STATED EXERCISE 1 – Transcribe everything in the bowl picks post from "Here’s hoping you" down to "Party safe tonight!".

========================================================================

Tuesday, December 31, 2013

eViL G's BCS Bowl Picks

I won't miss you when you're gone.
Happy Holidays!
 
Here’s hoping you had a very Merry Christmas, and best wishes for a Happy New Year.  Santa was very good to the eViL G family this year.  Hopefully next year he brings me a new football coach.
 
No time to waste...gotta get these picks in before 2014.
 
Party safe tonight!
 
PICKS!!!
 
Sugar Bowl – Oklahoma vs. Alabama
Sponsored by Harvey Updyke’s Legal Defense Team…Call 1-888-ROW-TIED…
Auburn’s in the national title game, which means there’s literally hundreds of Alabama fans ready to act a fool if FSU somehow loses.  God forbid if Auburn comes within 27 recognized national titles of Alabama…LET’S GO PLANT AN ATOMIC BOMB AT TOOMER’S CORNER NEXT TO THAT STRIP MALL WITH THE KIDDIE DAY CARE AND PUPPY PET STORE!!!  ROW TIED!!!  I’m still convinced the aliens from Space Jam stole Nick Saban’s brain hours before the Iron Bowl.  Luckily those same aliens took off with Bobby Stoops’ medulla oblongata back in the early 2000s.  Oklahoma hasn’t won a meaningful bowl game since.  I’m hoping the trend of ridiculous alternative bowl uniforms continues, because these two teams have identical colors and uniforms.  Texas Tech’s Holiday Bowl uniforms look like they were made out of tweed.  By the time America figures out which red helmet team is Oklahoma, Alabama will be up 14-0 five minutes into the first quarter.  Row Tied Row.
Bama – 34
OU - 18
 
 
Rose Bowl – Michigan State vs. Stanford
Sponsored by Whoever Pays for that Awesome Pre-Game B-2 Stealth Bomber Flyover in Pasadena
I love both of these teams.  Michigan State ended the most overrated winning streak in college football, while at the same time ensuring Florida State plays a team with a pulse in the national title game.  That’s a win-win.  Stanford continues to make the PAC-12 its bitch…Oregon in particular…playing like an SEC school with a collective GPA higher than Vanderbilt’s chess team.  What’s not to love?  Due to both teams’ ball control, run-first style of offense, Will Muschamp will likely watch this game naked in his living room, with 26 aerosol containers of Cheez Whiz and a 2-liter jug of Jergens lotion to prevent chafing.  While Musclecramp is lusting over what real ball control offenses look like, I will continue to openly lust after Stanford's Director of Athletics…and Gainesville native…Bernard Muir.  Come on home Bernard, and bring David Shaw…or James Franklin…or Kevin Sumlin…or the object of mRs. eViLG’s lust Charlie Strong along with you.

========================================================================

STATED EXERCISE 2 – Report how many lines of the listing below contain the string "shrub", counting only matches with the same case. Give only the number.

RECORDS SUPPLIED –
========================================================================

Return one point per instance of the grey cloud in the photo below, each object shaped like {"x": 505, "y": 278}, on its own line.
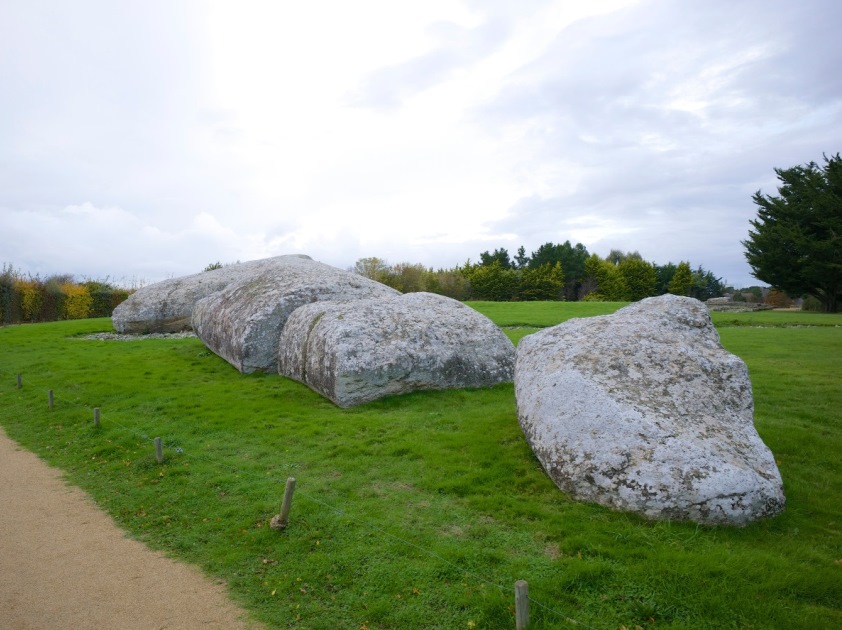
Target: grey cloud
{"x": 602, "y": 99}
{"x": 459, "y": 47}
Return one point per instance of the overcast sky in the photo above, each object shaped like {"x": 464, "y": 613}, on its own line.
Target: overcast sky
{"x": 145, "y": 140}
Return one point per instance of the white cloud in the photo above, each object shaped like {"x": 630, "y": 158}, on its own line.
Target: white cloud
{"x": 148, "y": 140}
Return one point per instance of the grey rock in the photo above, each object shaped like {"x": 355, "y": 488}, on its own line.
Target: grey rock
{"x": 167, "y": 306}
{"x": 242, "y": 323}
{"x": 356, "y": 352}
{"x": 644, "y": 411}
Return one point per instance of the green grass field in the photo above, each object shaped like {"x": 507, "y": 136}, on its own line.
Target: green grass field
{"x": 421, "y": 511}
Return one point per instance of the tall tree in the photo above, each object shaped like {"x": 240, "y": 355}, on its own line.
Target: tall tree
{"x": 521, "y": 260}
{"x": 640, "y": 278}
{"x": 501, "y": 256}
{"x": 681, "y": 280}
{"x": 796, "y": 241}
{"x": 373, "y": 268}
{"x": 572, "y": 259}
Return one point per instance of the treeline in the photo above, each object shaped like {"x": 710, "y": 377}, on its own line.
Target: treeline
{"x": 552, "y": 272}
{"x": 24, "y": 298}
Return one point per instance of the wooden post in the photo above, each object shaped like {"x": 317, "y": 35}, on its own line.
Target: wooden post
{"x": 287, "y": 504}
{"x": 521, "y": 604}
{"x": 279, "y": 521}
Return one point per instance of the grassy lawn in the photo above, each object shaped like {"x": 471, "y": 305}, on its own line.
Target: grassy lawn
{"x": 421, "y": 511}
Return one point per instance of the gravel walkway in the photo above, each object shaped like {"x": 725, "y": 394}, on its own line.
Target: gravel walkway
{"x": 65, "y": 564}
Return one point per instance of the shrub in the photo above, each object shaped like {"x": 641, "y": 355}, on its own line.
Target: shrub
{"x": 77, "y": 303}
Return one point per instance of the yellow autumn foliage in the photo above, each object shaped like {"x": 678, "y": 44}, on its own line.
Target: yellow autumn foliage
{"x": 31, "y": 298}
{"x": 77, "y": 301}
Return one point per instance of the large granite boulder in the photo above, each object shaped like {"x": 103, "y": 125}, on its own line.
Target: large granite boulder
{"x": 242, "y": 323}
{"x": 644, "y": 411}
{"x": 355, "y": 352}
{"x": 167, "y": 306}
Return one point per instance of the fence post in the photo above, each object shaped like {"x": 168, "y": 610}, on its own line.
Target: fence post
{"x": 521, "y": 605}
{"x": 279, "y": 521}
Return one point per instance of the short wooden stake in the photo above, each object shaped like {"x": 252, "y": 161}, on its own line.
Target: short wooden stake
{"x": 521, "y": 605}
{"x": 280, "y": 521}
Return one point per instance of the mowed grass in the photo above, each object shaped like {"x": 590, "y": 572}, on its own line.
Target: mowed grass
{"x": 421, "y": 511}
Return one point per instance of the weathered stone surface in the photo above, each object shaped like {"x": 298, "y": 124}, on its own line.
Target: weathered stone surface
{"x": 645, "y": 411}
{"x": 356, "y": 352}
{"x": 167, "y": 306}
{"x": 242, "y": 323}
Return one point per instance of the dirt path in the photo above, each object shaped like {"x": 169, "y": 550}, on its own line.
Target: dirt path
{"x": 65, "y": 564}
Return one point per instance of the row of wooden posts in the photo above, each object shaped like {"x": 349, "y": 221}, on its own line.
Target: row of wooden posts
{"x": 281, "y": 520}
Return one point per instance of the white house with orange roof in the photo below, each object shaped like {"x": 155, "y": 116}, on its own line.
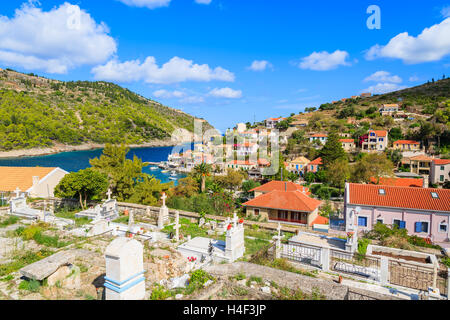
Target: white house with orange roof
{"x": 286, "y": 202}
{"x": 271, "y": 123}
{"x": 374, "y": 141}
{"x": 406, "y": 145}
{"x": 36, "y": 182}
{"x": 440, "y": 171}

========================================================================

EXERCISE ANSWER 1 –
Here’s hoping you had a very Merry Christmas, and best wishes for a Happy New Year.  Santa was very good to the eViL G family this year.  Hopefully next year he brings me a new football coach.
 
No time to waste...gotta get these picks in before 2014.
 
Party safe tonight!

EXERCISE ANSWER 2 – 2